▶ [PROBLEM STATEMENT]:
Copy out the rows below with every "keypoint" swapped for "marker" and nothing else changed. Leave out the pictures.

_ _ _ _ _

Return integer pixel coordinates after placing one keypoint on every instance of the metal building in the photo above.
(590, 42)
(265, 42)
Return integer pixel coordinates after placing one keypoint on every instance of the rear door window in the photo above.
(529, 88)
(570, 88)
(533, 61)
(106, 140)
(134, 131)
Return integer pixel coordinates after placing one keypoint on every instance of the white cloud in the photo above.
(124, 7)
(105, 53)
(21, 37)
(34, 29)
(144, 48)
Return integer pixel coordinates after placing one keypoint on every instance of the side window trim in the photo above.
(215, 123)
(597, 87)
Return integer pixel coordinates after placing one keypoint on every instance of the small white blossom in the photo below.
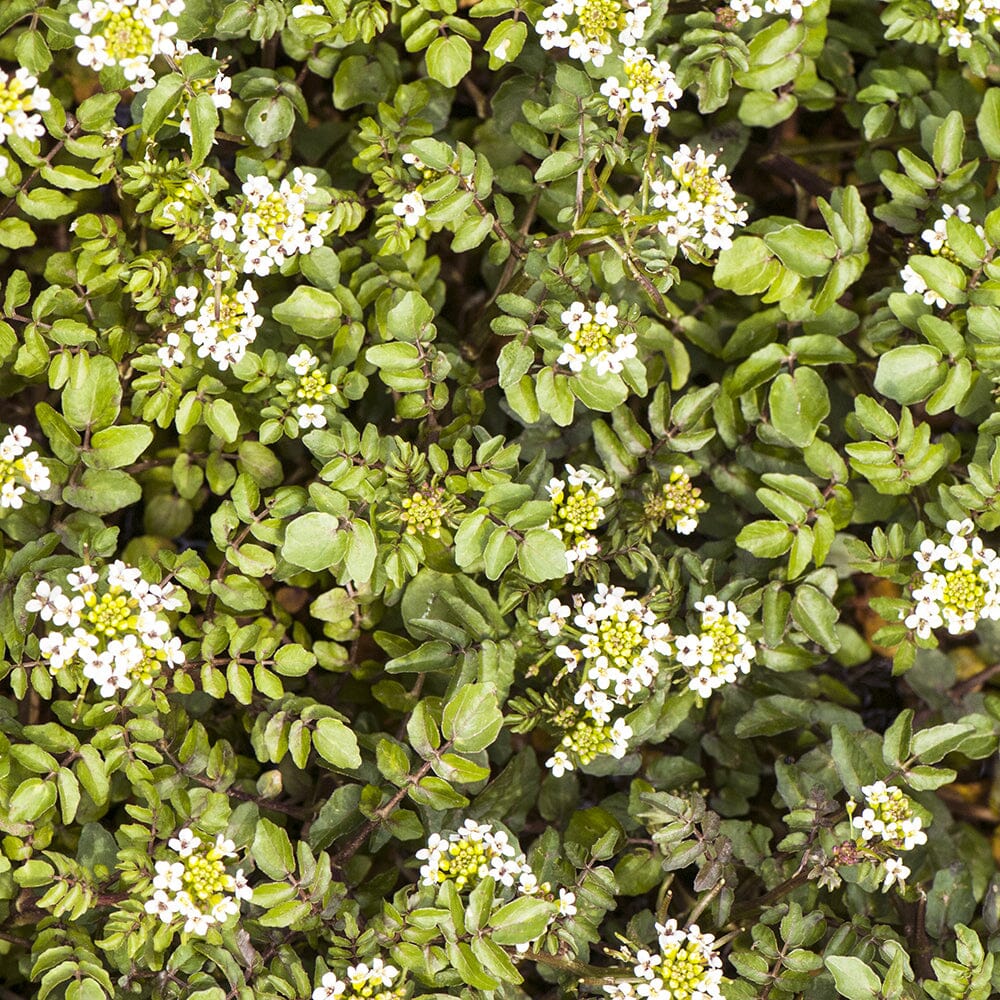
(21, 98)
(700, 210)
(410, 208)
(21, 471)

_ _ _ _ _

▶ [SOLUTION TO THE PROBLEM]:
Return integer pixel coordinates after placing one marker on every instance of the metal building in the photo above.
(590, 42)
(265, 42)
Return integer pixel coordinates after placing one marker on every instance of the rear door window in the photo above.
(529, 88)
(570, 88)
(533, 61)
(106, 140)
(134, 131)
Return integer pixel coordinates after placing one marker on every instance of the white cloud in the photo above.
(124, 7)
(105, 53)
(21, 37)
(34, 29)
(144, 48)
Return integer pixel coordinates after placing one marker on every instance of the side window trim in the photo above.
(215, 123)
(597, 87)
Return integer pixel coordinates after placing one marker on every instance of the small white blossom in the photo below.
(21, 98)
(700, 210)
(410, 208)
(21, 471)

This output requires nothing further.